ESERCIZI:
1) Riproduci fedelmente dal testo sull'Annunciazione il passo che si apre con le parole contenenti "Perché il turbamento?" e si chiude con "un pensiero d'amore.".
2) Rispondi alle seguenti domande basandoti sul testo sull'Annunciazione:
(a) In quale giorno, secondo il testo, era stata lasciata la casa di Nazaret?
(b) Con quale frase del vangelo il testo riporta la prima reazione di Maria alle parole dell'angelo?
(c) In quale modo verbale è detto "Il Signore è con te", a differenza della formula usata dai preti nelle liturgie?

TESTO DI RIFERIMENTO:
Oggi, dopo pochi giorni, ritorniamo nella casa di Nazaret. L'abbiamo lasciata il giorno dell'Immacolata, un poco nascosti avevamo ascoltato il saluto, varcata la soglia, dell'angelo a una giovane ragazza di nome, Maria. Al saluto dell'angelo fece seguito un dialogo nella casa, una casa che forse non era molto diversa da una grotta se dobbiamo dare credito ad alcuni scavi condotti a Nazaret nel passare degli anni.
Riprendiamo il filo del dialogo, mentre a qualcuno di noi forse verrebbe spontaneo chiedersi da dove mai venga la sbobinatura di questo dialogo, se nella casa a parlarsi quel giorno erano solo loro due, la donna e l'angelo, e, testimoni di quel loro parlarsi, l'uscio e pareti della casa e forse la lampada che pioveva luce dall'alto. Al saluto "rallegrati" che veniva da un angelo, noi ci saremmo aspettati un viso di donna aprirsi a riverberi di gioia. O forse un viso intepidito da rossore per l'inatteso di cui era colmo quel saluto.
E invece dobbiamo constatare che non fu tutto così immediato, e che fu un susseguirsi di sussulti e di sentimenti, un dipanarsi a poco a poco di pensieri e di visioni. Capitava a quella ragazza come a noi peraltro di fare un passo e poi di farne un altro. Fu così che l'angelo nell'immediato, prima reazione, sì accorse come di un ombra di paura annidata negli occhi e sul volto di Maria. Scrive il vangelo: "A queste parole ella rimase molto turbata".
Ma come turbata, molto turbata? Non sono le parole che vorremmo sentirci dire tutti, parole di dilagante stupore? Sentirci dire che siamo colmi dell'amore di Dio, sentirci dire: "Il Signore è con te!"? E, notate, non all'ottativo come siamo soliti dire noi preti nelle nostre liturgie. "Il Signore sia con voi". No, all'indicativo, non come una cosa promessa, ma come una cosa che già avviene: "Il Signore è a con voi"! E noi ci immagineremmo un sussulto di gioia.
Perché il turbamento? Forse era il turbamento che si prova quando ci si sente sfiorati dal mistero. Lei che si sentiva piccola davanti a Dio. Ma vedete in noi oggi il turbamento, quando evocato è il nome di Dio, può accadere perché ancora, in qualche misura persiste una cattiva immagine di Dio cui a volte siamo stati educati e a cui purtroppo a volte educhiamo altri: il Dio punitore, un Dio che nega la tua umanità. Alla fin fine nega la tua felicità. E l'angelo a dirle che no, che lei aveva trovato grazia presso Dio, che Dio aveva un pensiero per lei, ed era un pensiero d'amore.

ESTRATTO DEI DATI:
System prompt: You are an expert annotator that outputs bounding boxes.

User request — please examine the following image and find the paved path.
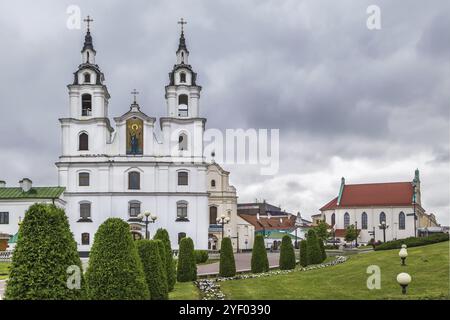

RISPOSTE IN SEQUENZA:
1)
Perché il turbamento? Forse era il turbamento che si prova quando ci si sente sfiorati dal mistero. Lei che si sentiva piccola davanti a Dio. Ma vedete in noi oggi il turbamento, quando evocato è il nome di Dio, può accadere perché ancora, in qualche misura persiste una cattiva immagine di Dio cui a volte siamo stati educati e a cui purtroppo a volte educhiamo altri: il Dio punitore, un Dio che nega la tua umanità. Alla fin fine nega la tua felicità. E l'angelo a dirle che no, che lei aveva trovato grazia presso Dio, che Dio aveva un pensiero per lei, ed era un pensiero d'amore.

2)
(a) Il giorno dell'Immacolata.
(b) "A queste parole ella rimase molto turbata".
(c) All'indicativo, non all'ottativo.